- **Exercise aim**
Lay out the stretch of items below, from the line containing "Could you please spot the distant" through the end of the items, as a JSON list of strings with one string per line and no blank lines.

(Dataset records about object locations)
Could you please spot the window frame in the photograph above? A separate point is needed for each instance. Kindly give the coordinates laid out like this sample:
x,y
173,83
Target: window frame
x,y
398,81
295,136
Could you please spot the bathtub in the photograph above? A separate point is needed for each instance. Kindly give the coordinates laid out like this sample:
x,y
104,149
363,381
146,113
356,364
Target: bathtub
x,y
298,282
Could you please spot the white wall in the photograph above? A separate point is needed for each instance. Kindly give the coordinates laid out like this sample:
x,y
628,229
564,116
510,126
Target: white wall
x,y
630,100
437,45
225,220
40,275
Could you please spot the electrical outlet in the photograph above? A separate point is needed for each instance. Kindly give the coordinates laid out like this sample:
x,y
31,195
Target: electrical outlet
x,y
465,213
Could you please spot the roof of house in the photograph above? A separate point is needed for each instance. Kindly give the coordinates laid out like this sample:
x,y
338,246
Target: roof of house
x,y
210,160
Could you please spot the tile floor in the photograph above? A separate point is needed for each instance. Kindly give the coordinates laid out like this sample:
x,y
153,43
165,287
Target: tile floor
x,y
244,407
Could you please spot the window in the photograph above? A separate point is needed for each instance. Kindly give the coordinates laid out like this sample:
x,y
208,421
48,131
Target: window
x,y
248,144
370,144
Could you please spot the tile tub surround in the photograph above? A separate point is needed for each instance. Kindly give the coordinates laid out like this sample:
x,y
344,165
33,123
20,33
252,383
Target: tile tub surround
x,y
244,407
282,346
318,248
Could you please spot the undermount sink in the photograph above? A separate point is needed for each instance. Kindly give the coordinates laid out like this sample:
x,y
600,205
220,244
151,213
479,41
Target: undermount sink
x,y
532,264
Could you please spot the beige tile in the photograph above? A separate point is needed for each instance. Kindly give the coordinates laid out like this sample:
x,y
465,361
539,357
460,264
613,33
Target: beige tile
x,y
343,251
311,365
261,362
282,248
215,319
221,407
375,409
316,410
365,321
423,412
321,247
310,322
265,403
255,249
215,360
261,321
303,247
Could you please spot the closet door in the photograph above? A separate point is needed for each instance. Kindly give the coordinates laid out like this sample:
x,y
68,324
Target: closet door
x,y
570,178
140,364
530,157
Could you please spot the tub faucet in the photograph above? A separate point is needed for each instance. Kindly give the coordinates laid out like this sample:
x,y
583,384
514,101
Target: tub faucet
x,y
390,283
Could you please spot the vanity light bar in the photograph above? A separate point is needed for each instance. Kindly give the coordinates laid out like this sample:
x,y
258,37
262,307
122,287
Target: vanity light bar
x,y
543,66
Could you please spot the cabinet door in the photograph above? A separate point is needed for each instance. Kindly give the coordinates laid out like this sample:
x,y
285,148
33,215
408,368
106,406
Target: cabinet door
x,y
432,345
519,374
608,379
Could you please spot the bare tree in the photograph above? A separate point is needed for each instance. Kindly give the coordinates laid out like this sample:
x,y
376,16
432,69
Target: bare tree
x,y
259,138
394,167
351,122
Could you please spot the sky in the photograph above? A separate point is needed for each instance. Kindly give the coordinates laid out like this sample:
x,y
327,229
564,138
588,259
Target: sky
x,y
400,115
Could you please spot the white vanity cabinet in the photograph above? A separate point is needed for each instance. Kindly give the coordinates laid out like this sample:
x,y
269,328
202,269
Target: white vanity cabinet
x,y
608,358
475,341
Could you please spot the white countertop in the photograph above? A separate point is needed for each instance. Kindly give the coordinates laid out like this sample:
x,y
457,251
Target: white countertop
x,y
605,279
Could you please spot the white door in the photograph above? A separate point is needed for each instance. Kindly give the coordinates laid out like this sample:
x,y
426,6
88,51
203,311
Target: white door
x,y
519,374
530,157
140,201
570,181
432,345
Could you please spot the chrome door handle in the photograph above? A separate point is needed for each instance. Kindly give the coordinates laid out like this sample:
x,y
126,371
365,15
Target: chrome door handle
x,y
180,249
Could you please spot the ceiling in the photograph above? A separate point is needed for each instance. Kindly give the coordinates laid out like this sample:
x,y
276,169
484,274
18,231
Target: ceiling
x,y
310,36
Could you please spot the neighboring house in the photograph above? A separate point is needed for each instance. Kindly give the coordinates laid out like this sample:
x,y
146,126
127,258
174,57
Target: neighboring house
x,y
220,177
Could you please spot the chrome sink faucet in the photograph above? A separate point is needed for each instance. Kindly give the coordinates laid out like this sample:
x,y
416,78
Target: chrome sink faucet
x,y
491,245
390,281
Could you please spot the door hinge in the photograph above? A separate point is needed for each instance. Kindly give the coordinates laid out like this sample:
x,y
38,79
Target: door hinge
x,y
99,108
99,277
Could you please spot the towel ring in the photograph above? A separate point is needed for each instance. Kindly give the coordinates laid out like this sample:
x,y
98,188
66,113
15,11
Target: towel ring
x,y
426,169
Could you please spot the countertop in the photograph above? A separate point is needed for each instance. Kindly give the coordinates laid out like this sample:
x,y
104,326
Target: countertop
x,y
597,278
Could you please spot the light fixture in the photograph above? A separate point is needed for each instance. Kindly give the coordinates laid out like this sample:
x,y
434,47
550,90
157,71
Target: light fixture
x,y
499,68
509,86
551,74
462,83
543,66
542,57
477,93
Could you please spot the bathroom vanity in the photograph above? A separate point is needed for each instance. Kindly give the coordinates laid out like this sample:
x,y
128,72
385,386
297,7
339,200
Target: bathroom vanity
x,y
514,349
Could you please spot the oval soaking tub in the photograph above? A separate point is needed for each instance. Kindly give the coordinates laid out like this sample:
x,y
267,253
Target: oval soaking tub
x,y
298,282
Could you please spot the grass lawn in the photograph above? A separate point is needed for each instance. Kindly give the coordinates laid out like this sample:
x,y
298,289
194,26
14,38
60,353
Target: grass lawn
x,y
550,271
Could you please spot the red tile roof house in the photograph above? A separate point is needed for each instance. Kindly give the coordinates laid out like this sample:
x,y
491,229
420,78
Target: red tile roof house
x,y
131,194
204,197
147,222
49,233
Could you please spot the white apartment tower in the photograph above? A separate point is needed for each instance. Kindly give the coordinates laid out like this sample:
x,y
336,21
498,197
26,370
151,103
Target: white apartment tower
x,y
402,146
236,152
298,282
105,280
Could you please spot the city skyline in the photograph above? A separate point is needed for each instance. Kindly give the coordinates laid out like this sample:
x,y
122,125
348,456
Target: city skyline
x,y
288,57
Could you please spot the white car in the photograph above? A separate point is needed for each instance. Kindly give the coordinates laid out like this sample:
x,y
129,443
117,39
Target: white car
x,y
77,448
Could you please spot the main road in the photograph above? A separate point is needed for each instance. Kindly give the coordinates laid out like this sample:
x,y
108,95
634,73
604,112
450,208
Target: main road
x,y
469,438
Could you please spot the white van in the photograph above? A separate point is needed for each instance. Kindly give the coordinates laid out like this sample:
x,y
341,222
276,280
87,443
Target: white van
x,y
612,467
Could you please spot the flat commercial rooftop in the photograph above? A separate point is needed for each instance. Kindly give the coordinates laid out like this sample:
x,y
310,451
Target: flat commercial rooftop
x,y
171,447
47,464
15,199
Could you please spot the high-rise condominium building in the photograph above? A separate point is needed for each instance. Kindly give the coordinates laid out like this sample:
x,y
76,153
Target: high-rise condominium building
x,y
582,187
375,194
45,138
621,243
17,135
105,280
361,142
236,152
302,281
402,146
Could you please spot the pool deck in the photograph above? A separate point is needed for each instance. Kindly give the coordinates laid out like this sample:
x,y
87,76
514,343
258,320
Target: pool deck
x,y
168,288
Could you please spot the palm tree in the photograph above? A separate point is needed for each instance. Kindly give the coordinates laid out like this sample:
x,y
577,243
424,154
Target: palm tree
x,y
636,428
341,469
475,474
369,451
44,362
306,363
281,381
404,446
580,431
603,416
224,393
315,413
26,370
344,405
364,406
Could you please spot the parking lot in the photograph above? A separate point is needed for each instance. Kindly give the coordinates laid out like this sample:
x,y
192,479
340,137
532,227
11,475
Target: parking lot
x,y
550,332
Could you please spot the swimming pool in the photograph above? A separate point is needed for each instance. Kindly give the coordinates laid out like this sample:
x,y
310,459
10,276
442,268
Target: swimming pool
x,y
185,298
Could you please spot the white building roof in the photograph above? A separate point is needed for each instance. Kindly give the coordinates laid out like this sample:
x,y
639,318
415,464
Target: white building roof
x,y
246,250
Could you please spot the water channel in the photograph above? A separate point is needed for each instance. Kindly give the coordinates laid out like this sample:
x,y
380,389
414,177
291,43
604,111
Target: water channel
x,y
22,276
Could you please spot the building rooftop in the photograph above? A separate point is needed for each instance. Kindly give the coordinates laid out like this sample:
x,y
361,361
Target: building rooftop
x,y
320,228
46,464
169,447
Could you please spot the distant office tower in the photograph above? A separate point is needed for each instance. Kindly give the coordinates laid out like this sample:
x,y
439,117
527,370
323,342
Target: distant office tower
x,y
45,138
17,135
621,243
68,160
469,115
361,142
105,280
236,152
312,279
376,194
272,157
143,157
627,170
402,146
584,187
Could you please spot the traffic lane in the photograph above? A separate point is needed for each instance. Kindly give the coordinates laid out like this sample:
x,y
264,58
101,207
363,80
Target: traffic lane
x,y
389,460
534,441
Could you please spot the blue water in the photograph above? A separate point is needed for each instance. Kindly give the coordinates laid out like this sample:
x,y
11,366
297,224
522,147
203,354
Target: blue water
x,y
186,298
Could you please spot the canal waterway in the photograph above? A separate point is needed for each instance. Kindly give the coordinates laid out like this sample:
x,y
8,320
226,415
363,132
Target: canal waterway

- **Output below**
[
  "Could you please spot the distant office tower in the photograph above? A separate point is needed for each instance. Kindly give the coordinates laid out like this sample:",
  "x,y",
  "439,117",
  "527,370",
  "323,342",
  "Target: distant office tower",
  "x,y",
  "45,138",
  "17,135",
  "621,243",
  "68,160",
  "469,115",
  "361,142",
  "105,280",
  "236,152",
  "312,279",
  "376,194",
  "272,157",
  "143,157",
  "627,170",
  "402,146",
  "584,187",
  "Could you please spot the traffic lane in the photograph above? A separate point is needed for each instance. Kindly give the coordinates laid out like this sample:",
  "x,y",
  "264,58",
  "101,207",
  "363,80",
  "Target: traffic lane",
  "x,y",
  "389,460",
  "534,441",
  "Could you please spot the blue water in the photograph above? A separate point is needed for each instance. Kindly give the coordinates laid out like this sample:",
  "x,y",
  "11,366",
  "297,224",
  "522,147",
  "203,354",
  "Target: blue water",
  "x,y",
  "186,298",
  "Could you please spot the canal waterway in the photograph above? A separate point is needed for each instance. Kindly give the coordinates laid out like this sample:",
  "x,y",
  "8,320",
  "226,415",
  "363,132",
  "Target: canal waterway"
]